● Directive 1
Answer these questions from the Giants draft history text:
(a) In which AFL season did the club play its first match?
(b) At what time of year is the AFL draft held?
(c) Up to how many 17-year-old players could the club recruit directly at the end of 2010?
● Directive 2
Can you copy the Giants draft history text word for word, starting at "In the AFL draft, clubs" and ending at "before being drafted."?

● Document passage
* * *

= Greater Western Sydney Giants draft history =

Australian rules football club

The Greater Western Sydney Giants, also known as the GWS Giants, are an Australian rules football club based in the Greater Western Sydney region of New South Wales. The club joined the Australian Football League (AFL) as an expansion club, playing their first match during the first round of the 2012 AFL season.

In the AFL draft, clubs receive picks based on the position in which they finish on the ladder during the season. The draft is held each year at the end of November, to allow the draftees to finish their school examinations before being drafted.

==2011 Draft concessions==
The Greater Western Sydney Giants were to join the AFL in 2012, and were provided with several draft concessions, including additional draft selections, early access to recruit 17-year-old players, and access to uncontracted and previously listed players in this offseason. These concessions were similar to those provided to the Gold Coast Football Club, which entered the league in the previous season.

Greater Western Sydney was permitted to recruit the following players directly, without the need for any draft:
- At the end of 2010, up to twelve 17-year-old players (born between 1 January – 30 April 1993), who were too young to enter the 2010 AFL draft. These players were not eligible to play senior AFL football in 2011, and would continue to undergo junior development, either in Sydney or their home state.

* * *

● Data
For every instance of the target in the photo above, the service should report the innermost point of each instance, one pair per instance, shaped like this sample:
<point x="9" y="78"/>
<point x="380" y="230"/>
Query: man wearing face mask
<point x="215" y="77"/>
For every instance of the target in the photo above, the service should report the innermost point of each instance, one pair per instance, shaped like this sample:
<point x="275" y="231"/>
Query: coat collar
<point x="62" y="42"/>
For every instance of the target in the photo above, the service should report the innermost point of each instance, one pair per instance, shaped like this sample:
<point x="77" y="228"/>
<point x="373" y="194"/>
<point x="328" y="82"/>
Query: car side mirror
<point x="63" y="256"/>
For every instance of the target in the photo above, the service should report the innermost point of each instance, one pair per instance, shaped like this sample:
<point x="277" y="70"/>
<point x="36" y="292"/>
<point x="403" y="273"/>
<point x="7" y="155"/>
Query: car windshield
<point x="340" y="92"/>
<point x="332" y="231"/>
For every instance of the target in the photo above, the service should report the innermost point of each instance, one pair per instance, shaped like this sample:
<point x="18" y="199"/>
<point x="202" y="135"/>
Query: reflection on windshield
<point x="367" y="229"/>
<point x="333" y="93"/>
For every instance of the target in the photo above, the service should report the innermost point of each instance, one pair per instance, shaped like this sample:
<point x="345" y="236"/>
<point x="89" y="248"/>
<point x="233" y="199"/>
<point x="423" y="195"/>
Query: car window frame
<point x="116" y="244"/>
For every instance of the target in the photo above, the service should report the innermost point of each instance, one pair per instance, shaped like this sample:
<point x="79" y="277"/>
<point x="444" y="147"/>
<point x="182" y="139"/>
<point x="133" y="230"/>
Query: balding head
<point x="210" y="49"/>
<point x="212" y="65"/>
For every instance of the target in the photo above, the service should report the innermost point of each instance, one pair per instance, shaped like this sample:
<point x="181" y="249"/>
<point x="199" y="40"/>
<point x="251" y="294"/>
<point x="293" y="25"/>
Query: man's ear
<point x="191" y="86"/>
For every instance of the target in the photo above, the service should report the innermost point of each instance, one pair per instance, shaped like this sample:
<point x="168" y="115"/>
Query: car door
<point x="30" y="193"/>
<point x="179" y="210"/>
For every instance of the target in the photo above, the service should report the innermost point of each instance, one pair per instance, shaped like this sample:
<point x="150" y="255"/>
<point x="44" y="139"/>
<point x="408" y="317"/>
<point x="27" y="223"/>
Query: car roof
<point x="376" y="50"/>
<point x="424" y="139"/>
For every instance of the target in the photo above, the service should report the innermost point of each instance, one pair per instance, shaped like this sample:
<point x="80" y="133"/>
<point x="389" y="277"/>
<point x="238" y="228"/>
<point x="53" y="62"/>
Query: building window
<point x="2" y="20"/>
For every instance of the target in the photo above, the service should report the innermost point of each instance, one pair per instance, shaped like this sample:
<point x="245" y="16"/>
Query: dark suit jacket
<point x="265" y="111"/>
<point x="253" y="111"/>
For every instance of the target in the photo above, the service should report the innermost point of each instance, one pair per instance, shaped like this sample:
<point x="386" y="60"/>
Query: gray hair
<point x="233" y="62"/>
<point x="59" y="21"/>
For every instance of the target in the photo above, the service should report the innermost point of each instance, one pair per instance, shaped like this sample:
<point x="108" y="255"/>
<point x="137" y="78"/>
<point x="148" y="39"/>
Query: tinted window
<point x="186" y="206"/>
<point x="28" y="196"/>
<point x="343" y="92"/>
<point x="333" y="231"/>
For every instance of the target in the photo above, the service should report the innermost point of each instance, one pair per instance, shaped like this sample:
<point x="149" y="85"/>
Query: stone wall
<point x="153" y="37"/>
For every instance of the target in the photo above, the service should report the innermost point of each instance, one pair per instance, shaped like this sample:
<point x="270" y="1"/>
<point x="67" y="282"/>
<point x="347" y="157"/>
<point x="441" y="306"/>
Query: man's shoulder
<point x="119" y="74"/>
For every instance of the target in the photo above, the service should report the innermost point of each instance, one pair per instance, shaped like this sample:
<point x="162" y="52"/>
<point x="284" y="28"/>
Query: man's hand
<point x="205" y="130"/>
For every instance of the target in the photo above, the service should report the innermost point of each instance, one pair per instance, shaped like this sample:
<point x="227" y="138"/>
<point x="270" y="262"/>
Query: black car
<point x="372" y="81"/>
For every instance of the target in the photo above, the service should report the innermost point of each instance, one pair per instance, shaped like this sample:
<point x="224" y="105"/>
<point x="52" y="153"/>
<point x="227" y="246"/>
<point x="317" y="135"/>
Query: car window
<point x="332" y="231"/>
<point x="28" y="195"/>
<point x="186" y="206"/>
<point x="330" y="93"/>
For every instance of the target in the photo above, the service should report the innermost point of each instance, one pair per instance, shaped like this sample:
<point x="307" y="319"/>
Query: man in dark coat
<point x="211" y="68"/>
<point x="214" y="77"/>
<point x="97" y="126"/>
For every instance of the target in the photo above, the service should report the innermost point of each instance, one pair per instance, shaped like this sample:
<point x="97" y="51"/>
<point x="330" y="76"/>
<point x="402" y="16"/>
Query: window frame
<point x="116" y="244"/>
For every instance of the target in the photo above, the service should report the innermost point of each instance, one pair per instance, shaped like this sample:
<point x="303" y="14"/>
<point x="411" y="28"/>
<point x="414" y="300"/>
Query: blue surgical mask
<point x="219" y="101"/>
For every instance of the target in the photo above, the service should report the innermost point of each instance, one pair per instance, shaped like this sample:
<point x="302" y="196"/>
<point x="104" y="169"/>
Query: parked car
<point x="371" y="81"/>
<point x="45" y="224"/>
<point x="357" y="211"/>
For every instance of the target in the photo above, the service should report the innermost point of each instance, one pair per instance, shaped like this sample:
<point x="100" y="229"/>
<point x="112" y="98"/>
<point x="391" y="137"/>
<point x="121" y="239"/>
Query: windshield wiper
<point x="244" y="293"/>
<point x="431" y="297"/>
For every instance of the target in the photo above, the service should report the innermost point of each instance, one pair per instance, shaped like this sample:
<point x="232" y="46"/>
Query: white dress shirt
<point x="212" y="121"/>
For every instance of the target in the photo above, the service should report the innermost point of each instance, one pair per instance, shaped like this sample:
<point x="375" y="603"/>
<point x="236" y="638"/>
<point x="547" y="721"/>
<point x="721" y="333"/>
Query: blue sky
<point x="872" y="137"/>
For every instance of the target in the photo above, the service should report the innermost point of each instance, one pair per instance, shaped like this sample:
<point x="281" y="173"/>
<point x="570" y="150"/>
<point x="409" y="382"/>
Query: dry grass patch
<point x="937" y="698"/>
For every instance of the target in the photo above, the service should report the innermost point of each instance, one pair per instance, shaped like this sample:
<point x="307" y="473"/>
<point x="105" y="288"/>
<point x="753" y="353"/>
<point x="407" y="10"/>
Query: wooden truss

* * *

● Correct output 1
(a) The 2012 AFL season, in its first round.
(b) At the end of November each year.
(c) Up to twelve.

● Correct output 2
In the AFL draft, clubs receive picks based on the position in which they finish on the ladder during the season. The draft is held each year at the end of November, to allow the draftees to finish their school examinations before being drafted.